======== Provided text ========

You guessed it! Apple's index weighting to the furthest decimal is 7.069809%, and the bottom 200 stocks in the index represent 7.11465% of the index. Let that sink in.
As I said, this means before this means any of those bottom 200 stocks can double, triple in value, and in reality, it doesn't mean anything to the S&P 500 index. The only stocks that make a difference are the top say 100, 50, 25, or maybe just the top 5?
The top 100 stocks in the S&P 500 represent 70.9803% of the index, which means the other 400 stocks only make up 29% of the fund. And we already saw that the bottom 200 only represent 7.11%, meaning the 200 stocks that start after the 100th and end before the 300th stock make up just 22% of the entire S&P 500. Some of the companies that fall in the range are FedEx (FDX), eBay (EBAY), Kroger (KR), AIG (AIG), Best Buy (BBY), Hilton Worldwide (HLT), and Kraft Heinz (KHC), to name a few.
The top 50 stocks in the index represent 56.22232% of the index, which is crazy to think that 50 stocks make up more than 50% of the index when the index as a whole is comprised of more than 500 stocks. But it gets worse because the top 25 stocks make up 42.42422% of the index. Yes, you are reading that right. That means that the 26th through the 50th largest stocks in the S&P 500 only makes up 13.7981% of the index. The stocks that fall in the 26th to 50th largest range are stocks like Bank of America (BAC), Comcast (CMCSA), Coca-Cola (KO) and Pepsi (PEP), Exxon Mobile (XOM), a company that just a few years ago was the largest company in the world, and McDonald's (MCD).
Now, are you ready for your mind to be blown?
The top 5 companies (6 stocks) in the S&P 500 currently represent 23.78% of the index. Apple (AAPL), Microsoft (MSFT), Amazon.com (AMZN), Facebook (FB), and Alphabet (GOOG). Let that sink in. Six stocks, but five companies (since Alphabet has Call A and Class B shares) control 23.75% of an index made up of 500 companies.

======== Excerpted records ========

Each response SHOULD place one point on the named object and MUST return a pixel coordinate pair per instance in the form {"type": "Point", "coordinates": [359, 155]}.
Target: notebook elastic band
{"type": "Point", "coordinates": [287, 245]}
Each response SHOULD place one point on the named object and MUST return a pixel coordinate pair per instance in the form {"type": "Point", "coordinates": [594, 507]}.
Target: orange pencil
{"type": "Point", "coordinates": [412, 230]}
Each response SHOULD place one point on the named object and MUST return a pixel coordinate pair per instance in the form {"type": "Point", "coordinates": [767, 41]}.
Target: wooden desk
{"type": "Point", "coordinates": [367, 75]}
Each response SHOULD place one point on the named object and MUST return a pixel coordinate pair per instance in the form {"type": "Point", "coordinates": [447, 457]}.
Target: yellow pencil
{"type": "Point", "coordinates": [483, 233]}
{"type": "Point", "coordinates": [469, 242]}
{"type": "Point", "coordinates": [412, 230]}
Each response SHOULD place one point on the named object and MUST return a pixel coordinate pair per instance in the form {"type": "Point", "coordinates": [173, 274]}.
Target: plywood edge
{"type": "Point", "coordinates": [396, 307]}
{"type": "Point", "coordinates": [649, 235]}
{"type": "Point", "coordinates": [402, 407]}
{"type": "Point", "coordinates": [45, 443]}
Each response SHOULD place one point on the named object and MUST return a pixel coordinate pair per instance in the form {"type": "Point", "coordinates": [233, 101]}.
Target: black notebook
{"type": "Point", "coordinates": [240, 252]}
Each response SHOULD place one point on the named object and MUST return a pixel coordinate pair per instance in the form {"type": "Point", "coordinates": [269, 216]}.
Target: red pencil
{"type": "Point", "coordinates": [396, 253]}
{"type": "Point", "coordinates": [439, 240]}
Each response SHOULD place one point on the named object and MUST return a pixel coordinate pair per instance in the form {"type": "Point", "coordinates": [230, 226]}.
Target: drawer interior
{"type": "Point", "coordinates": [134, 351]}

========

Aim of the task:
Continue the passage on how S&P 500 index weight is concentrated in the largest stocks, starting after its final sentence and without reference to the items.

Task answer:
So, in reality, if you don't own Apple, Microsoft, Amazon.com, Facebook, and Alphabet, you haven't been able to keep up with the market because those five companies have been big winners over the last eight months. More so, if the funds you own don't hold those stocks, they have fallen behind.
And let's be honest, even if you own those stocks, or the fund you own holds those stocks if they didn't hold them in abundance, then you missed out on their incredible runs and are likely not matching the performance of the S&P 500.
In part two, I talk about what you should own if you want to beat the market moving forward but still be diversified and protected from single stock risk.
Matt Thalman
INO.com Contributor - ETFs
Follow me on Twitter @mthalman5513
Disclosure: This contributor owned shares of Apple, Amazon, Exxon Mobile, Kroger, Microsoft, and Google at the time this blog post was published. This article is the opinion of the contributor themselves. The above is a matter of opinion provided for general information purposes only and is not intended as investment advice. This contributor is not receiving compensation (other than from INO.com) for their opinion.
Very interesting conclusion that make me feel better because my $700K portfolio constantly lags behind S&P at few % points, and I was thinking why? Now, I have an answer.
Thanks!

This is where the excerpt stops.